• _The problem_:
Within the records below is a range that opens at the line with "Target: white dome" and closes at the line with "[locate] the striped". Return that range word for word, both ends included, and only that range.

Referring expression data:
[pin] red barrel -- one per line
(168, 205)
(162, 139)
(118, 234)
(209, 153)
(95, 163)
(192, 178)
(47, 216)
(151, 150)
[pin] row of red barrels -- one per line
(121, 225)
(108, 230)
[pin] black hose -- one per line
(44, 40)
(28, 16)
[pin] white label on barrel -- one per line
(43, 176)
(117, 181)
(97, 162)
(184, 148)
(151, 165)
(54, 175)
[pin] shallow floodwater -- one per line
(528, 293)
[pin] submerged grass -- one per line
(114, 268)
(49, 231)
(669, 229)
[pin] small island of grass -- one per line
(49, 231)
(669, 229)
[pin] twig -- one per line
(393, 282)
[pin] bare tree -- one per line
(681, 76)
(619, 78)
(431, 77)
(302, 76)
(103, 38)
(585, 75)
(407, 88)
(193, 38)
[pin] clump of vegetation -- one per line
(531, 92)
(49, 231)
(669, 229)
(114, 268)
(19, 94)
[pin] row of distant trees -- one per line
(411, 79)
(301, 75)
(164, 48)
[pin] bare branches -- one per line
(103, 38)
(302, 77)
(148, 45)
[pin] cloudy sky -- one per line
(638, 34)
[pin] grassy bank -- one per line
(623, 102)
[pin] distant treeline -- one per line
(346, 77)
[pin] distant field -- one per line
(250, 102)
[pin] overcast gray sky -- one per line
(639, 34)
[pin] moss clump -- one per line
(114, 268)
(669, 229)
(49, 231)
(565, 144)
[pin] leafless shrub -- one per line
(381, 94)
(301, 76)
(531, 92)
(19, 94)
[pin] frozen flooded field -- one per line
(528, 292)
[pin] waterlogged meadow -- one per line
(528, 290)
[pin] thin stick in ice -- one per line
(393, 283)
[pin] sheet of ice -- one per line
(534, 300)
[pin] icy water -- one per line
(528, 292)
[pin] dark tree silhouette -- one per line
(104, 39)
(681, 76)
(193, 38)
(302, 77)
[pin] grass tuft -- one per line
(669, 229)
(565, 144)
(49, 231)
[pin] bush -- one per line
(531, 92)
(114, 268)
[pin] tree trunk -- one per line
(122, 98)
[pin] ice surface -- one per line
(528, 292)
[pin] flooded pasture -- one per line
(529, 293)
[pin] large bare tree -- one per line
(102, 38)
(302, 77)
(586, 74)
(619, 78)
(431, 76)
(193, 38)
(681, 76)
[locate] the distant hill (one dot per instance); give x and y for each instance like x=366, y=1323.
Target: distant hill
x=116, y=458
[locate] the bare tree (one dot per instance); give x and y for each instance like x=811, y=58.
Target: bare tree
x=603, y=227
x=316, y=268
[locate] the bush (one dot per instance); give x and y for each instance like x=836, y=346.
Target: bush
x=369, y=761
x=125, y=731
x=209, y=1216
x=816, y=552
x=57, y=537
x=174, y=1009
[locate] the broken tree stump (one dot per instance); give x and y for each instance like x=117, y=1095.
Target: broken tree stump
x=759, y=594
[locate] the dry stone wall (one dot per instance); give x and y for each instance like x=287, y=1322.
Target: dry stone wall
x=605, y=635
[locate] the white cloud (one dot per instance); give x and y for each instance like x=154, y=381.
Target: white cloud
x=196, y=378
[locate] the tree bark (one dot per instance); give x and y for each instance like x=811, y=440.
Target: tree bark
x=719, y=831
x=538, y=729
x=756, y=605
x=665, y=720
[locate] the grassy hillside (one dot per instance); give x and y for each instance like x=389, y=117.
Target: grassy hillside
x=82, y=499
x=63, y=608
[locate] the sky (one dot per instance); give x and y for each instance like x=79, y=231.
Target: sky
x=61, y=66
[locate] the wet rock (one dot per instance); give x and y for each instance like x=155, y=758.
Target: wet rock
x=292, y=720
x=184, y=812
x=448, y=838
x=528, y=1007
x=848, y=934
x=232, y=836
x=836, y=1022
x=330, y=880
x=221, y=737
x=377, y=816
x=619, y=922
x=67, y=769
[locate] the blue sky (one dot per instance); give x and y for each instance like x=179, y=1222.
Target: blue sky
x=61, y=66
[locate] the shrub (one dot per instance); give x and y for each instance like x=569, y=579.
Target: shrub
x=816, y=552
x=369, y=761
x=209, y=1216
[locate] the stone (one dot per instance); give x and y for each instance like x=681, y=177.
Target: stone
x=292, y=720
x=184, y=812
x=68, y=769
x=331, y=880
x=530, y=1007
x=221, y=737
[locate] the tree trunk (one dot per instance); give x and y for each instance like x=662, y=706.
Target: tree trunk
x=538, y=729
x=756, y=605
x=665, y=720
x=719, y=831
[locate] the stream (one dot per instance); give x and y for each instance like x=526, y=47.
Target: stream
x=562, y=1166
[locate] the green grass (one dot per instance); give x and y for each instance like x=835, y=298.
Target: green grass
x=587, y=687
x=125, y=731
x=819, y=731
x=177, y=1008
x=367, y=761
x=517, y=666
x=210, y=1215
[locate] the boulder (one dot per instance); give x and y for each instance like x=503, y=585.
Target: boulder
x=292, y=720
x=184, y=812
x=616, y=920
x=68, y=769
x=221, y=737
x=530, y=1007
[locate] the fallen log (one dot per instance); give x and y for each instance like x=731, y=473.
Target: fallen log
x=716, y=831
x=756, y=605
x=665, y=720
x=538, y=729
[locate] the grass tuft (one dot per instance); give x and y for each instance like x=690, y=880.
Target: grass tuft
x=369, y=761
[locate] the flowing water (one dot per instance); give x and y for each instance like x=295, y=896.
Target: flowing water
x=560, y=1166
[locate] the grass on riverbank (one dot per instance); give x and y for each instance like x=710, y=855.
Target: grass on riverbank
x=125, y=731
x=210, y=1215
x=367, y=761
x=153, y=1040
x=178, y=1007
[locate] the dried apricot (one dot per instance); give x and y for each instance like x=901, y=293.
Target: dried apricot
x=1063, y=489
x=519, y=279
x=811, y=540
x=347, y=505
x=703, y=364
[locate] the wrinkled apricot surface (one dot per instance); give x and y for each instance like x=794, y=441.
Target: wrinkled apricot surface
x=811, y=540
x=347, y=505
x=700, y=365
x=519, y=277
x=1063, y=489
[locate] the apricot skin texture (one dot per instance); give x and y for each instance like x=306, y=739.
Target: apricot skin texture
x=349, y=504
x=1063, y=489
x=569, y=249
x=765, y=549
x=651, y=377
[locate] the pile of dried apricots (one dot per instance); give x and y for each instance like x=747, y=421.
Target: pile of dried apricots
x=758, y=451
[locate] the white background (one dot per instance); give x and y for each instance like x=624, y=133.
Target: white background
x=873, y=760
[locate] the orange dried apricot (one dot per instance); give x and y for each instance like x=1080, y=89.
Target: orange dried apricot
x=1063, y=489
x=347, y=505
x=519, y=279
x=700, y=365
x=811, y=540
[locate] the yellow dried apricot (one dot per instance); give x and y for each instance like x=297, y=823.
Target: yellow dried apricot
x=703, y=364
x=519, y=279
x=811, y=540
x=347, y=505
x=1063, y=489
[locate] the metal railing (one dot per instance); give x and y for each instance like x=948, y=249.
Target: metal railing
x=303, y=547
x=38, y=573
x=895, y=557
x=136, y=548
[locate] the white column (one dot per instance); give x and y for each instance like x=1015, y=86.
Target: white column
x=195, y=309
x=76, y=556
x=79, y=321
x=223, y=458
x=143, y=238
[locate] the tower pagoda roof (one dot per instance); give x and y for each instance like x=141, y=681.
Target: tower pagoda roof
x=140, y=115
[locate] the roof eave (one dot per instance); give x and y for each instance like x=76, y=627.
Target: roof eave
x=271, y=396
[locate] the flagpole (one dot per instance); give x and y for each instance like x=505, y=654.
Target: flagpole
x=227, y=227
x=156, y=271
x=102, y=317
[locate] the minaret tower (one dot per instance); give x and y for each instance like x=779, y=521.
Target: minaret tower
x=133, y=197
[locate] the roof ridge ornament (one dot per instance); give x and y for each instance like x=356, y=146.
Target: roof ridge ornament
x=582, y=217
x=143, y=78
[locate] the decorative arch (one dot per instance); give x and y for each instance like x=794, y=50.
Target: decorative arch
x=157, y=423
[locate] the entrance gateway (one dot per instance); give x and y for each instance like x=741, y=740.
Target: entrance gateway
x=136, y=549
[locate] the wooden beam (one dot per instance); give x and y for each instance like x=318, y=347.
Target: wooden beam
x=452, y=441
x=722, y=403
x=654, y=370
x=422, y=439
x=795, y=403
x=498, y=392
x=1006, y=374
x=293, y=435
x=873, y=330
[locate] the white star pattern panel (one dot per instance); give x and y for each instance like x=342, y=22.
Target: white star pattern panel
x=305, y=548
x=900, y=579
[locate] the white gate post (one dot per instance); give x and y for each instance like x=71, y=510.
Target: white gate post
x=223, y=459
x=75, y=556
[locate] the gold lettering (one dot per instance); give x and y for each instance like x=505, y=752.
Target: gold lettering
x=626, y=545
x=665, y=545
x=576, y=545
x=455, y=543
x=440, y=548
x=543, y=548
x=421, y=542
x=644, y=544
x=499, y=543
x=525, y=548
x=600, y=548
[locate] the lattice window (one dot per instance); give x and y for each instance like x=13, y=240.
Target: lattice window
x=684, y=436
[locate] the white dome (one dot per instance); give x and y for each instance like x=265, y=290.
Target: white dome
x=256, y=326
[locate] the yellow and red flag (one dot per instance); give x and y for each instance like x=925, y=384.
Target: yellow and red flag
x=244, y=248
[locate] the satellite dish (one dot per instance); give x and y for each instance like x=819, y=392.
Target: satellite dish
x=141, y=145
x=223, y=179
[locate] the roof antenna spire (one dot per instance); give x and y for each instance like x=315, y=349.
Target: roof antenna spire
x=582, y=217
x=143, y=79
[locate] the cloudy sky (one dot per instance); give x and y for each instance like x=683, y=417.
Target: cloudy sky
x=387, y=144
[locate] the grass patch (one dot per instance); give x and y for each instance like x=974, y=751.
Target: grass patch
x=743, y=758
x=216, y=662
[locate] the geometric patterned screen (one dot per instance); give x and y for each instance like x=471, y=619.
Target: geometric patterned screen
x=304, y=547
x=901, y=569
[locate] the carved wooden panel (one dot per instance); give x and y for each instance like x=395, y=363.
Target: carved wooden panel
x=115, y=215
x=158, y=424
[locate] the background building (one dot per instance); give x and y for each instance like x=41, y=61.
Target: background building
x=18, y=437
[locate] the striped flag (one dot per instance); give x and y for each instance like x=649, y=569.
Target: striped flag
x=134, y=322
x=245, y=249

• _Task solution_:
Target: white dome
x=256, y=326
[locate] the yellow and red flag (one dot per instance); give x and y for each instance like x=925, y=384.
Target: yellow and red flag
x=244, y=248
[locate] the satellite dish (one dot per instance); give x and y for each instance like x=819, y=392.
Target: satellite dish
x=141, y=145
x=223, y=179
[locate] the roof antenna spire (one dot per instance); give x and y for each instance like x=315, y=349.
Target: roof antenna spire
x=582, y=217
x=143, y=79
[locate] the cloudy sky (one dot per instance); give x and y for each instance like x=683, y=417.
Target: cloudy sky
x=387, y=144
[locate] the grass patch (one dot per instance); give x and y for each instance like x=974, y=751.
Target: grass patch
x=743, y=758
x=216, y=662
[locate] the geometric patterned screen (one dot per instance); give x and y for each instance like x=471, y=619.
Target: geometric patterned screen
x=304, y=547
x=901, y=569
[locate] the carved wooden panel (one dot per instance); give x and y for each instance like x=395, y=363.
Target: carved wooden panel
x=115, y=215
x=158, y=424
[locate] the background building (one dot per instance); give x and y for each instance like x=41, y=61.
Target: background building
x=18, y=437
[locate] the striped flag (one dot per instance); give x and y for each instance like x=649, y=569.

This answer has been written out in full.